Авторская песня началась для меня с песен Окуджавы (что, видимо, типично) и Вертинского (насчет типичности не уверен) в начале семидесятых, в старших классах. Прошел год-другой, я освоил гитарные азы и стяжал внимание друзей и подруг пением бардовских песен. Тридцать лет назад сочинил первую песенку, потом еще — и так накопились уже почти две сотни опусов. Первые годы я не стеснялся насиловать стихи настоящих поэтов, но быстро понял, что самому сочинять интересней! В начале восьмидесятых стал ходить на слеты КСП, в восемьдесят шестом — влюбился в Барзовку, бардовский палаточный лагерь под Керчью. Вот уже десять лет с удовольствием езжу на американский слет КСП, пару раз был на канадском слете. А вот на родине в фестивалях не участвовал и почти не выступал. Первое время по приезде в Америку я вдруг впервые ощутил интерес окружающих к своему творчеству и стал по нескольку раз в год давать небольшие концерты в городах, куда меня заносили научные поездки. Прошло несколько лет — и из заморского гостя я превратился в местного жителя. Последние десять лет я раз в год выступал на слете Восточного побережья, да еще раз в пять лет давал концерт в Филадельфии: спасибо Юре Книжнику, владельцу магазина русской книги и организатору концертов, он выводит меня из летаргии. Зато теперь приглашают в Россию — "жюрить" престижный "Петербургский Аккорд", выступать в бард-кафе "Гнездо Глухаря". Два года назад у меня был творческий вечер в Московском доме журналистов. Так что поговорка о пророке в своем отечестве не обманывает...

— И все-таки: пророк, выступающий редко — скромен или занят?

— Петь со сцены — вообще не очень-то мое дело: я сочинитель, а не артист. К тому же, концертная деятельность связана со всяческой суетой, надо "активничать", тусоваться, быть на виду. Всего этого мне хватает в основной профессии. Поэтому даже удивительно, как при такой пассивности автора кто-то узнал про мои песни. Ну и, конечно, выход в свет диска "Пятнадцать песен Владимира Музыкантова" в исполнении звездного ансамбля российских бардов и исполнителей — веха жизни.

— За вас нынче поют знаменитости — наверное, времени для собственно творчества стало больше?

— Гм-м... Последние несколько лет песни больше не приходят, да и гитару месяцами в руки не беру. Зато пришла проза: начал отдыхать над мемуарами, которые, по мере написания, публикуются в интернете на страничке Лиды Чебоксаровой. Там моя жизнь в авторской песне описывается с изобилием ненужных подробностей, самолюбования и копания в обрывках памяти...

— Вот говорят, никто в литературе колеса не изобретает. На мой взгляд, очень даже изобретает — как правило, пятое... Скажите, имеют ли собственные литературные пристрастия значение для вашего творчества?

═══

ЗАДАНИЕ:
Продолжите интервью об авторской песне, начав сразу после его последнего вопроса.

═══

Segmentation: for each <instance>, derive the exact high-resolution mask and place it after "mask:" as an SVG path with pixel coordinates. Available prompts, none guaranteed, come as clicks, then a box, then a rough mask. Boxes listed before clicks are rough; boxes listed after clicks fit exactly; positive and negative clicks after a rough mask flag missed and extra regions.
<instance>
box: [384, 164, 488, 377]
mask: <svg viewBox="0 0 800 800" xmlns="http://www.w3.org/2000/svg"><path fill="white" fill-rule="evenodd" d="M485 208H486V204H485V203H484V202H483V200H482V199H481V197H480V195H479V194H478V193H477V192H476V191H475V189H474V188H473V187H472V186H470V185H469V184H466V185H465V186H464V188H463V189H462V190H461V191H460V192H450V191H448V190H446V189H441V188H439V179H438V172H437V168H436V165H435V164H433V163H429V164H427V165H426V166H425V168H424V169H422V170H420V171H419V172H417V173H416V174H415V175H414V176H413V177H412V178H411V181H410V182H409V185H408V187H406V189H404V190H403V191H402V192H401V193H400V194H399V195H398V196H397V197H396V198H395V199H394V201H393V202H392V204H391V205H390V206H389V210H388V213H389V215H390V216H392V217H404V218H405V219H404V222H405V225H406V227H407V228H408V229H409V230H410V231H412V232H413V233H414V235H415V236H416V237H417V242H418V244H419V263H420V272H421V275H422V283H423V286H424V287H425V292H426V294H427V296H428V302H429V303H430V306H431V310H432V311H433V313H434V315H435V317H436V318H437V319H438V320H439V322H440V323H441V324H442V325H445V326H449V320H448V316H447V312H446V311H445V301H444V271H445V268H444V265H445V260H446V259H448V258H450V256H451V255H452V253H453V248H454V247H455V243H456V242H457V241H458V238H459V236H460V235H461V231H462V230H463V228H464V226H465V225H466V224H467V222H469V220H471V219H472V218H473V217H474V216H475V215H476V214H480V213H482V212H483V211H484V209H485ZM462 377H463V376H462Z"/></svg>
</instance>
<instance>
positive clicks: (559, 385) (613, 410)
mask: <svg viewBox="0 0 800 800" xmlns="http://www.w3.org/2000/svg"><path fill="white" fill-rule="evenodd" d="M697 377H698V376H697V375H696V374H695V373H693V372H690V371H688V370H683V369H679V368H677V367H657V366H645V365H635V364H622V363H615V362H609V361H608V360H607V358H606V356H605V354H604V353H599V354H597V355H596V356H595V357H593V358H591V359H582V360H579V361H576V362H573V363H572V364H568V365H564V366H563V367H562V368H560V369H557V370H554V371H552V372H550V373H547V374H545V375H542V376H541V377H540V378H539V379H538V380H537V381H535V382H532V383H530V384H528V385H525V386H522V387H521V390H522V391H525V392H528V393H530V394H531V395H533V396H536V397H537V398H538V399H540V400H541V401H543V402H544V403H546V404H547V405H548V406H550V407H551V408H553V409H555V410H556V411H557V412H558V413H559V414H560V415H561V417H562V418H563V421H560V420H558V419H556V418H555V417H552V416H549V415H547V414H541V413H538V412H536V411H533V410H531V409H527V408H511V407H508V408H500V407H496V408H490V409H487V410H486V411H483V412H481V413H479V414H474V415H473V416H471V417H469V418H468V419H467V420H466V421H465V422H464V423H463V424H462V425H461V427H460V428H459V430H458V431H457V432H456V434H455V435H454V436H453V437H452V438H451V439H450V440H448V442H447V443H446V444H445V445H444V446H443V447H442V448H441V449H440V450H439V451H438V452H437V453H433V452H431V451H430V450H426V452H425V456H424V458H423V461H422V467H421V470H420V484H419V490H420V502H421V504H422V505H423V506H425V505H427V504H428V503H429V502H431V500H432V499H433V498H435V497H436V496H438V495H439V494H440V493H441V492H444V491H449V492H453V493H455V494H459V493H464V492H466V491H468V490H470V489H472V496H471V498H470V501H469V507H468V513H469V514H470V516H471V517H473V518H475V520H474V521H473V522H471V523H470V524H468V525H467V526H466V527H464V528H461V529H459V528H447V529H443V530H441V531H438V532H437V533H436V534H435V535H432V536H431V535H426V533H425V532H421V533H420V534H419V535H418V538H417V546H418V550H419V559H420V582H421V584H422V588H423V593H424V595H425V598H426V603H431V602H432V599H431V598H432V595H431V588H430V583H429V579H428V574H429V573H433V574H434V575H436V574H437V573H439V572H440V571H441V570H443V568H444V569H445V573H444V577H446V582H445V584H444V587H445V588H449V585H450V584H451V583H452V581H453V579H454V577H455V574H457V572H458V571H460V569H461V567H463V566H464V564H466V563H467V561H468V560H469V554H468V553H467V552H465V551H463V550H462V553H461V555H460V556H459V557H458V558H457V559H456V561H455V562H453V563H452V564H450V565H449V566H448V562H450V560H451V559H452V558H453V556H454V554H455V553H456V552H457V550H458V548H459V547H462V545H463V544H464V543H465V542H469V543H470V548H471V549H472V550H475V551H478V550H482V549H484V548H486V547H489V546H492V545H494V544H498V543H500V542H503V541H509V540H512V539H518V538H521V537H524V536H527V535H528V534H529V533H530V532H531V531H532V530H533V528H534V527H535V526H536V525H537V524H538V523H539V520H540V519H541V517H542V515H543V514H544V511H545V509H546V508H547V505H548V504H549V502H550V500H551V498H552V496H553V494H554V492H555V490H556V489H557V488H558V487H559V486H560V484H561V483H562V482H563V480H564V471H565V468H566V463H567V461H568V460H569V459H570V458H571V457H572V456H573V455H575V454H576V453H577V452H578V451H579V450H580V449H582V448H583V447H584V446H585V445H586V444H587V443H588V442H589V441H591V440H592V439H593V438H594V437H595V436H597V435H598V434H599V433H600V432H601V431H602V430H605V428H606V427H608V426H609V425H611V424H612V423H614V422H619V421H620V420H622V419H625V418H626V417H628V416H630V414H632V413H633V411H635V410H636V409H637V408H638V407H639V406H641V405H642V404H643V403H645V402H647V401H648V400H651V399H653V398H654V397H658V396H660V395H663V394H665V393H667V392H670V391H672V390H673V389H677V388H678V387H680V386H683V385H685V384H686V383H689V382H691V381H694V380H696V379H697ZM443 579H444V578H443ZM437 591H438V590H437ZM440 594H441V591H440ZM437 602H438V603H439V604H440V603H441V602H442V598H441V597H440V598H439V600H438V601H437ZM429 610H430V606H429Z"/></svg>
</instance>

═══

ВАШ ОТВЕТ:
— Думаю, что мои пристрастия в литературе достаточно обычны для мало-мальски образованного человека этого возраста и происхождения: смесь русской и западноевропейской классики девятнадцатого века, обширная литература двадцатого века: советская, европейская и американская (обе Америки, вначале больше северная — Хемингуэй, Роберт Пен Уоррен, Воннегут и Гор Видал, потом южная — Маркес, Кортасар, Борхес, потом опять северная — Торнтон Уайлдер и другой Гор Видал, уже на английском), и немного старой Европы — Вольтер, Шекспир, Рабле. Апулей, разумеется... В последние годы беллетристика ушла на второй план, больше читаю мемуары, эссеистику, литературу без придуманных персонажей с придуманными судьбами (Акунин в самолете — не в счет). Прочел дневники Олеши — гораздо более откровенные и трагичные, чем "Ни дня без строчки". Даже повторы и очевидные литературные огрехи не умаляют впечатления от этой исповеди. Беда в том, что все эти пристрастия немножко в прошлом: при двенадцатичасовом рабочем дне, заполненном чтением и печатанием огромного количества научных и околонаучных материалов, глаза с трудом воспринимают буквы. Так что теперь каждая новая прочитанная книга — это событие. Вот, того же "Пастернака" Дмитрия Быкова мусолю уже третий месяц...

Другое дело — музыка: тут глаза отдыхают, её я слушаю каждый день. Интересно, классику с удовольствием воспринимаю даже на работе, а вот авторскую песню не получается, отвлекает... Так что до бардов дело доходит в машине. Пристрастия есть, особенно среди старшего поколения: Окуджава, Новелла Матвеева, Ким. Из более молодых многим предпочитаю Михаила Щербакова. Десятки его песен слушал десятки раз и не надоело. Хотя некоторые его опусы мне не близки. Так я их и не слушаю...

— Вы впрямь весьма разные: у Михаила Константиновича, "по мненью многих", имеет место переусложненность, холодность, а у вас — волны любви и тепла, та самая "неслыханная ересь" простоты...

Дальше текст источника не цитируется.